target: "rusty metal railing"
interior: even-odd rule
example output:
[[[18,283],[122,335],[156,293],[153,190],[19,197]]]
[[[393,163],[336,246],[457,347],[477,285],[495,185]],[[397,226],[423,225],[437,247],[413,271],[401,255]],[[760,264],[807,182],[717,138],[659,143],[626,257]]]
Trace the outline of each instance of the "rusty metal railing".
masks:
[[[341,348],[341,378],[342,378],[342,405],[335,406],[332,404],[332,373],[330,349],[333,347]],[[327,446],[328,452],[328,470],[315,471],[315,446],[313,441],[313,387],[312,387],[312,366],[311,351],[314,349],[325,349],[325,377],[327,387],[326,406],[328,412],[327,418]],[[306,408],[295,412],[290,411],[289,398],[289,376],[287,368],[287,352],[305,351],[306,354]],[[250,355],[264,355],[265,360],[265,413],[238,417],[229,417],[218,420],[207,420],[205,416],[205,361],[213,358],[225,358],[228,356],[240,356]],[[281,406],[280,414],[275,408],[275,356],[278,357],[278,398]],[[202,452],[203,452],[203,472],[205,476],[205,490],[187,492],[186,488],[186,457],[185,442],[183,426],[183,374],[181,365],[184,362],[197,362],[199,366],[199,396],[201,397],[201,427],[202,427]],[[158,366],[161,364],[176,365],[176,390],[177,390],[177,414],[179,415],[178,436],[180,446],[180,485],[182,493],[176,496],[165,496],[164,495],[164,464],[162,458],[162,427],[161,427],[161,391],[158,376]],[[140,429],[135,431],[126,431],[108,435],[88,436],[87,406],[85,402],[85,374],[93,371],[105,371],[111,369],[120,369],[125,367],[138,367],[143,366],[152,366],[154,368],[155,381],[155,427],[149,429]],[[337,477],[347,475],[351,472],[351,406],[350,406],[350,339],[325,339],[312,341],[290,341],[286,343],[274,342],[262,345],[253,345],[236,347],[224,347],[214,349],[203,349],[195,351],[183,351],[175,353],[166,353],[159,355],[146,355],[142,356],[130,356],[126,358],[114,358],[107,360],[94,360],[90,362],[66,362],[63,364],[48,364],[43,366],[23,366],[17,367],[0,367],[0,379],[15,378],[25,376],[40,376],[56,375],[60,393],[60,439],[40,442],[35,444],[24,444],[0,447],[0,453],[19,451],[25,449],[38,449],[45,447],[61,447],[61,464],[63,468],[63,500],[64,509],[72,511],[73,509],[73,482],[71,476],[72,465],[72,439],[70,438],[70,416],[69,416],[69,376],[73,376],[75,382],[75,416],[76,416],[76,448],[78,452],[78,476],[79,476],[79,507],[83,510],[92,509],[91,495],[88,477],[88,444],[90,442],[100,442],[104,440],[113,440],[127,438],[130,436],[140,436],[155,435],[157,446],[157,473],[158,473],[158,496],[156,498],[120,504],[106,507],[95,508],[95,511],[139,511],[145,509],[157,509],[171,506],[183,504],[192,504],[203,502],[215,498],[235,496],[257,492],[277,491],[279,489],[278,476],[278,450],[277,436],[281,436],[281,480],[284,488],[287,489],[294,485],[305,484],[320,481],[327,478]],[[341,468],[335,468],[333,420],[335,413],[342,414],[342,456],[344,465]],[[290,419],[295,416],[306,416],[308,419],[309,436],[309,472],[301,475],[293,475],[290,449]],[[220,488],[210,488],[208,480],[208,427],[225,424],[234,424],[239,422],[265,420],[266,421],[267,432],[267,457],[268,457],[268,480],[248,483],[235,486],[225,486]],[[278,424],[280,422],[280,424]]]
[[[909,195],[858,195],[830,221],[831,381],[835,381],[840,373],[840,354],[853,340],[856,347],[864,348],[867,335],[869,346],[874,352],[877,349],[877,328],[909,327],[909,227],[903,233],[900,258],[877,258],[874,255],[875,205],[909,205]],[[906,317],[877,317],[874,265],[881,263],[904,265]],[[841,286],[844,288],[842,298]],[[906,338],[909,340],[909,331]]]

================

→ **Required task**
Format every row above as a numbered list, omitting blank lines.

→ **Correct result**
1. target: "rusty metal railing"
2. interior: even-odd rule
3. example output:
4. [[[18,283],[122,335],[156,293],[153,190],[19,197]]]
5. [[[393,163],[336,246],[457,347],[477,285],[495,185]],[[397,226],[423,225],[437,247],[413,271],[401,255]],[[760,264],[807,182],[717,138],[659,143],[626,257]]]
6. Trace the outline of each instance of the "rusty metal railing".
7. masks:
8. [[[341,348],[341,378],[342,378],[342,405],[335,406],[332,404],[332,373],[330,349],[333,347]],[[327,446],[328,452],[328,470],[315,471],[315,446],[313,441],[313,387],[312,387],[312,366],[311,351],[314,349],[325,349],[325,377],[327,387],[326,406],[328,412],[327,418]],[[306,408],[295,412],[290,411],[289,398],[289,376],[287,368],[287,352],[305,351],[306,354]],[[250,355],[264,355],[265,360],[265,413],[238,417],[229,417],[218,420],[207,420],[205,416],[205,361],[213,358],[225,358],[228,356],[240,356]],[[281,406],[280,414],[275,408],[275,356],[278,357],[278,398]],[[202,452],[203,452],[203,472],[205,476],[205,490],[187,492],[186,488],[186,457],[185,442],[183,426],[183,374],[181,365],[184,362],[197,362],[199,366],[199,396],[201,397],[201,427],[202,427]],[[158,366],[161,364],[176,365],[176,390],[177,390],[177,414],[179,415],[178,436],[180,446],[180,485],[182,493],[176,496],[165,496],[164,495],[164,464],[162,458],[162,427],[161,427],[161,391],[158,376]],[[140,429],[135,431],[126,431],[108,435],[88,436],[87,406],[85,402],[85,374],[93,371],[105,371],[111,369],[120,369],[125,367],[138,367],[143,366],[152,366],[154,368],[155,381],[155,427],[149,429]],[[337,477],[347,475],[351,472],[351,406],[350,406],[350,339],[325,339],[312,341],[290,341],[286,343],[274,342],[262,345],[253,345],[236,347],[224,347],[214,349],[203,349],[195,351],[183,351],[175,353],[166,353],[159,355],[146,355],[142,356],[130,356],[126,358],[114,358],[107,360],[94,360],[90,362],[66,362],[63,364],[48,364],[43,366],[23,366],[17,367],[0,367],[0,379],[15,378],[25,376],[40,376],[56,375],[60,393],[60,439],[40,442],[35,444],[24,444],[0,447],[0,453],[19,451],[25,449],[38,449],[45,447],[61,447],[61,464],[63,468],[63,500],[64,509],[72,511],[73,509],[73,482],[71,476],[72,465],[72,439],[70,438],[70,416],[69,416],[69,376],[73,376],[75,382],[75,416],[76,416],[76,448],[78,452],[78,476],[79,476],[79,507],[83,510],[92,509],[91,495],[88,477],[88,444],[90,442],[100,442],[104,440],[113,440],[127,438],[130,436],[140,436],[155,435],[157,446],[157,473],[158,473],[158,496],[156,498],[120,504],[106,507],[95,508],[95,511],[139,511],[145,509],[157,509],[171,506],[183,504],[192,504],[203,502],[215,498],[235,496],[257,492],[277,491],[279,489],[278,476],[278,450],[277,436],[281,436],[281,480],[284,488],[287,489],[294,485],[305,484],[320,481],[327,478]],[[341,468],[335,468],[333,420],[335,413],[342,414],[342,456],[344,465]],[[290,419],[295,416],[306,416],[308,419],[309,436],[309,472],[301,475],[293,475],[290,449]],[[220,488],[210,488],[208,480],[208,427],[225,424],[234,424],[239,422],[265,420],[266,421],[267,432],[267,457],[268,457],[268,480],[248,483],[235,486],[225,486]],[[278,424],[280,422],[280,424]]]
9. [[[909,195],[858,195],[830,221],[831,381],[835,381],[840,373],[840,354],[853,340],[856,347],[864,348],[867,335],[869,346],[874,352],[877,349],[877,328],[909,327],[909,227],[903,233],[900,258],[877,258],[874,255],[875,205],[909,205]],[[906,317],[877,317],[874,265],[881,263],[904,265]],[[841,286],[844,288],[842,298]],[[906,338],[909,340],[909,331]]]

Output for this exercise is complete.